Bill blocks sexual offenders from living in Chico


Photo credit: George Johnston

Assemblyman James Gallagher created a new legislation aimed to protect the community and bar non-native sexual predators from settling in Butte County.

If passed, the Protect our Communities Act will prevent sexually violent predators from being released to a county that is not their county of origin. Otherwise, they must go to one in which they have family, employment or residential ties.

In early 2016 Fraisure Earl Smith, who was found guilty of rape, was potentially going to move to 3413 Bell Road in Chico. Those plans changed and he was scheduled to move to 645 Ellis Road in Marysville.

The Solano county court decided not to move Smith to Marysville.

Instead, Eldridge Chaney Jr., who was convicted of rape and sexually assaulting a 16-year-old girl, was placed at the same Marysville residence in March.

Eldridge Chaney Jr. a sexually violent predator residing in Marysville. Image curtesy of Monterey county sheriff's office.

“It’s a no-win situation. Nobody wants those people but for the state to put them in a community where they have no ties to the community, it’s absurd,” Mayor Sean Morgan said.

Gallagher said the current law allows for sexually violent predators to be released into counties they have no ties to.

Assemblyman James Gallagher, Image curtesy of Assemblyman Gallagher.

“Rural counties and cities shouldn’t be the dumping ground for offenders from other areas of the state, and it is much harder for offenders to be rehabilitated in communities where they are complete outsiders,” Gallagher said.

**TASK REQUIREMENTS**:
a) In the article on the bill about sexual offenders in Chico, what reasons does Gallagher give for opposing the release of offenders into counties where they have no ties? Answer in one to three sentences.
b) Could you reproduce part of the article on the Chico bill word for word, beginning at the words "Photo credit: George" and stopping after the words "residence in March."?
Rely only on the text to complete these.

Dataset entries

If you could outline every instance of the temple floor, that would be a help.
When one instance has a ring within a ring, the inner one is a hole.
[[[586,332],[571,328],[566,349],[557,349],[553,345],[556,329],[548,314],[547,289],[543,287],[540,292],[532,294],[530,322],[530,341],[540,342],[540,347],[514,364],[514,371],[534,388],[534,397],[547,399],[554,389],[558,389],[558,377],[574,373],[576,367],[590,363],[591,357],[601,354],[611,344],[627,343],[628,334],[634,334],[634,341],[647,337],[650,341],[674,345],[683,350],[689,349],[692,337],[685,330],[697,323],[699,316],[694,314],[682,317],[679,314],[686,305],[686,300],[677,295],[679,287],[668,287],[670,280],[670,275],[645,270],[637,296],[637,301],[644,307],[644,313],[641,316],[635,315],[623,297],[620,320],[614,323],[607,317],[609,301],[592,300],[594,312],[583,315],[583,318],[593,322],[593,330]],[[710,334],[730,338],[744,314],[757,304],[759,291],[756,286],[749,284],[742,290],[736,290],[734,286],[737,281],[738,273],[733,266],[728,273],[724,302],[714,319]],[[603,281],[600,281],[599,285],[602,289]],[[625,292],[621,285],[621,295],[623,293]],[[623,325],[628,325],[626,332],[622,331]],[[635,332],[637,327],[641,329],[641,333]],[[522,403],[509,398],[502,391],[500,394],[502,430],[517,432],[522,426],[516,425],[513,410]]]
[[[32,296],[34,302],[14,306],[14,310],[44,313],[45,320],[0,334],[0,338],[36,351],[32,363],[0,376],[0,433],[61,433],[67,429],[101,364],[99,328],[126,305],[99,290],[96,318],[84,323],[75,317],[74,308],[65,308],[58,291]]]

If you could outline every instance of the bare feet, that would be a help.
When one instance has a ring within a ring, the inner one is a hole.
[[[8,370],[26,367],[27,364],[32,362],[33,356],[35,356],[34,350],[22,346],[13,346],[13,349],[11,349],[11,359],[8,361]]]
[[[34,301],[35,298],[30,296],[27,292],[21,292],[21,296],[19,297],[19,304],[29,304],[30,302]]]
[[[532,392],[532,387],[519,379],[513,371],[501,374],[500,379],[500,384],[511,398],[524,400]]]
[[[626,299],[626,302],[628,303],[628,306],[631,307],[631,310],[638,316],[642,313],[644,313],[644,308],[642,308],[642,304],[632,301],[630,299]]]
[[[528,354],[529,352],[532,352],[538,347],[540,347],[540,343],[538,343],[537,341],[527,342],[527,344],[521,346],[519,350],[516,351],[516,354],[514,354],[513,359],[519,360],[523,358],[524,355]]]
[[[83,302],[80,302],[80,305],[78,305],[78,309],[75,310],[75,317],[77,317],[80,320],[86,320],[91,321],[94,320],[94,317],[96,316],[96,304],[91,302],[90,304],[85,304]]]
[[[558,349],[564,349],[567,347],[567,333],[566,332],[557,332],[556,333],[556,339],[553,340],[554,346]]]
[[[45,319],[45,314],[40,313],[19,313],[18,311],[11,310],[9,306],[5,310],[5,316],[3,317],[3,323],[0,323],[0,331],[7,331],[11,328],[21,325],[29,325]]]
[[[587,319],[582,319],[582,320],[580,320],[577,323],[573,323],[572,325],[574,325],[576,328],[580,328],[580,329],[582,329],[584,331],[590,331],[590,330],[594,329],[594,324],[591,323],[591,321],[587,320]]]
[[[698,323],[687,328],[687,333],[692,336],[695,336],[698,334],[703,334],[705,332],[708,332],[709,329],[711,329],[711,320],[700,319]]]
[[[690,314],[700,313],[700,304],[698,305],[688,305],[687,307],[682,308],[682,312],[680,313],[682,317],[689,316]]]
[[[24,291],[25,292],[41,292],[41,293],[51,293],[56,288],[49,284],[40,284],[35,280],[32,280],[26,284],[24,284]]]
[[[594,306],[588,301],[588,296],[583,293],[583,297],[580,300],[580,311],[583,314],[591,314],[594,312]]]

**ANSWERS GIVEN**:
a) Gallagher says rural counties and cities shouldn't be the dumping ground for offenders from other areas of the state. He also says it is much harder for offenders to be rehabilitated in communities where they are complete outsiders.

b)
Photo credit: George Johnston

Assemblyman James Gallagher created a new legislation aimed to protect the community and bar non-native sexual predators from settling in Butte County.

If passed, the Protect our Communities Act will prevent sexually violent predators from being released to a county that is not their county of origin. Otherwise, they must go to one in which they have family, employment or residential ties.

In early 2016 Fraisure Earl Smith, who was found guilty of rape, was potentially going to move to 3413 Bell Road in Chico. Those plans changed and he was scheduled to move to 645 Ellis Road in Marysville.

The Solano county court decided not to move Smith to Marysville.

Instead, Eldridge Chaney Jr., who was convicted of rape and sexually assaulting a 16-year-old girl, was placed at the same Marysville residence in March.